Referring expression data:
BEGIN

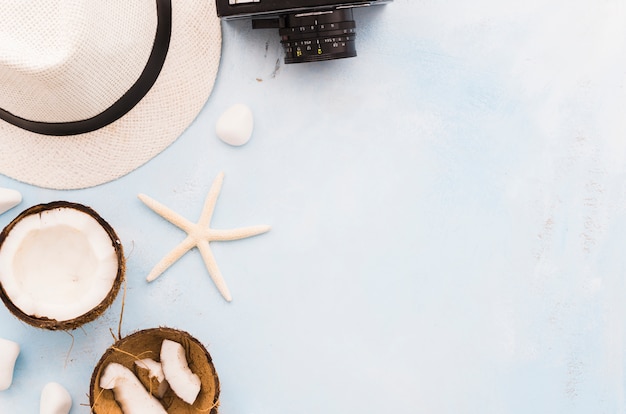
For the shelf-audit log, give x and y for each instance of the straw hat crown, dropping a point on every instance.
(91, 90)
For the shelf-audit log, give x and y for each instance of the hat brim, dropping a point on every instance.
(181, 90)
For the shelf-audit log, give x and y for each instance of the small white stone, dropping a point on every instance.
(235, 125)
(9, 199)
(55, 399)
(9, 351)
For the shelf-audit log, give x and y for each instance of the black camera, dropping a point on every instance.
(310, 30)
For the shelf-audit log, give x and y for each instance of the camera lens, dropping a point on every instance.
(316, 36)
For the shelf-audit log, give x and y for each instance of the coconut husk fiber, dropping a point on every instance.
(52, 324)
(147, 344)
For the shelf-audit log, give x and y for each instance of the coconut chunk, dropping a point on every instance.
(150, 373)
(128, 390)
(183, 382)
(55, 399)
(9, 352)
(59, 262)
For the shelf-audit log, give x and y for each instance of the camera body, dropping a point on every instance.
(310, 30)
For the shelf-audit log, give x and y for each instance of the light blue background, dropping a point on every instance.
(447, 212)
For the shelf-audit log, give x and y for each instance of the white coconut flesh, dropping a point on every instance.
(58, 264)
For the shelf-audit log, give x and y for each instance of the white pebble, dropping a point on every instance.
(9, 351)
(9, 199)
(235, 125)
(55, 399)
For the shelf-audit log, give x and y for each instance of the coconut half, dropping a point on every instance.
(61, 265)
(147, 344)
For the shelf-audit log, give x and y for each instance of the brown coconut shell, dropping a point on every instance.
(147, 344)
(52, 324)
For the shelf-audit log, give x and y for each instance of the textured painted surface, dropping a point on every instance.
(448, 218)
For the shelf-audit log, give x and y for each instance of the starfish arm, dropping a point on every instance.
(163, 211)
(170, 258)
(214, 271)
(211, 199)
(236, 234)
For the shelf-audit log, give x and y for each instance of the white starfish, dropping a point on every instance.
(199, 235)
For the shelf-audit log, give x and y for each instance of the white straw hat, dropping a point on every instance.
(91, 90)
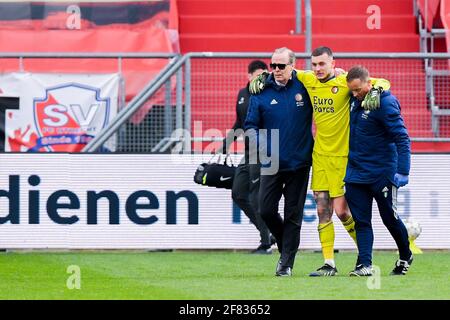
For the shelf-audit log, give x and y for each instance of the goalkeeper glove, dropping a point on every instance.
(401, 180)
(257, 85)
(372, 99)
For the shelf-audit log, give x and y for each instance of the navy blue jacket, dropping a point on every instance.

END
BEGIN

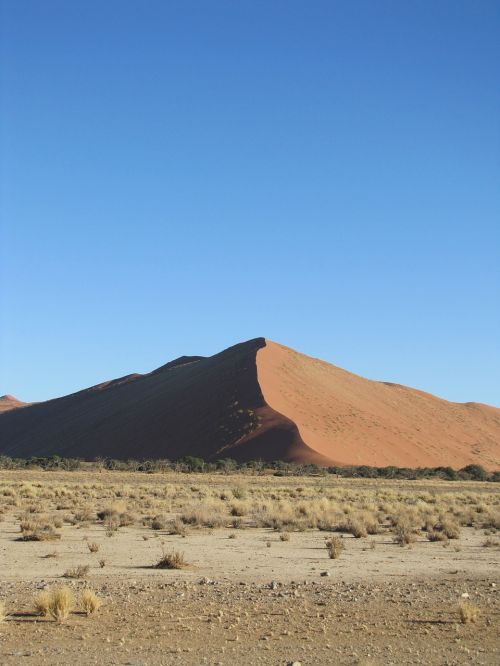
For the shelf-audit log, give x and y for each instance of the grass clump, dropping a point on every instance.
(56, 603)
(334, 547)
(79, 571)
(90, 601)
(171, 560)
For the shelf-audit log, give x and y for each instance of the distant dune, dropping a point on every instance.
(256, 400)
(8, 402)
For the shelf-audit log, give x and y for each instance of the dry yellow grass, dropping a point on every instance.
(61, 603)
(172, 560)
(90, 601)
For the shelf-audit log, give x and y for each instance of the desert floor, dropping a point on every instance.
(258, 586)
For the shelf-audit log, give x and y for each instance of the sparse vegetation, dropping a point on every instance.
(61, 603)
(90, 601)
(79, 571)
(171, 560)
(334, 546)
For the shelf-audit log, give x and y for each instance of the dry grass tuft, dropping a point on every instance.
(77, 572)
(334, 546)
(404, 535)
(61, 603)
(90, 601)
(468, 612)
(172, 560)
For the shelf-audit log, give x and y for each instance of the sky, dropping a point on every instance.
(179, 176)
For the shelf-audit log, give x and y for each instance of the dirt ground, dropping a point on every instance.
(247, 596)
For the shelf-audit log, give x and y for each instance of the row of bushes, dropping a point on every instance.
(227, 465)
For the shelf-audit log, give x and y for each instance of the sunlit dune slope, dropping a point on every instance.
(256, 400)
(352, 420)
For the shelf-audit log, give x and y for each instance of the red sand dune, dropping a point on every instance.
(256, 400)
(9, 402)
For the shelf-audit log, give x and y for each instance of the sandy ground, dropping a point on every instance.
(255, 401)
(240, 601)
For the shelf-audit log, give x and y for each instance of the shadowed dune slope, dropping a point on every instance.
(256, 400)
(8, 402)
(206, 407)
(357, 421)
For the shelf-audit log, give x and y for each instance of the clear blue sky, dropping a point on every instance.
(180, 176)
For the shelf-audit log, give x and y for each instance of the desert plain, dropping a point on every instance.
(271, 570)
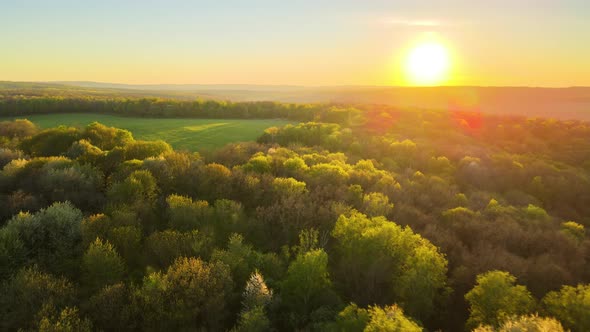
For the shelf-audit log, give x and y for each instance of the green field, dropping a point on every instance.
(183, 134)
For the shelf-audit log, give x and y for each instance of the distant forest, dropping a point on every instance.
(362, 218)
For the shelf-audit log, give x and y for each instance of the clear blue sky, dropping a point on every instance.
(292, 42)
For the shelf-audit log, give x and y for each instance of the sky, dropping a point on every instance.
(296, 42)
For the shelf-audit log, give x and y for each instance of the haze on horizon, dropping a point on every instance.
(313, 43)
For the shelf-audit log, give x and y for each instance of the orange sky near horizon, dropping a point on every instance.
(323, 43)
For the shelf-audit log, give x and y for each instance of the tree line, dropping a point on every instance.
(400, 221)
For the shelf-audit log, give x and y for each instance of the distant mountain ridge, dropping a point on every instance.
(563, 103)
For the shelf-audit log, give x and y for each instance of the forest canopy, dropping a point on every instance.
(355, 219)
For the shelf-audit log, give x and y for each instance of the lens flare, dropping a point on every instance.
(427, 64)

END

- _Task directions_
Would you output the lines above from the line holding "starfish, dropping a point on every instance." up to and including the line holding "jacket, dropping a point on every instance.", exactly and only those, with no pictures?

- _Exercise solution_
For the shelf-audit log, give x and y for each instance of the white starfish, dropping a point on every instance.
(199, 235)
For the shelf-audit log, give x and y for each instance of the white straw hat, dropping a point on every instance.
(91, 90)
For the shelf-audit log, give x and y for each instance of the goalkeeper glove, dropping a point on every instance.
(401, 180)
(257, 85)
(372, 99)
For the shelf-audit log, give x and y for each instance of the navy blue jacket, dropping a point on every instance.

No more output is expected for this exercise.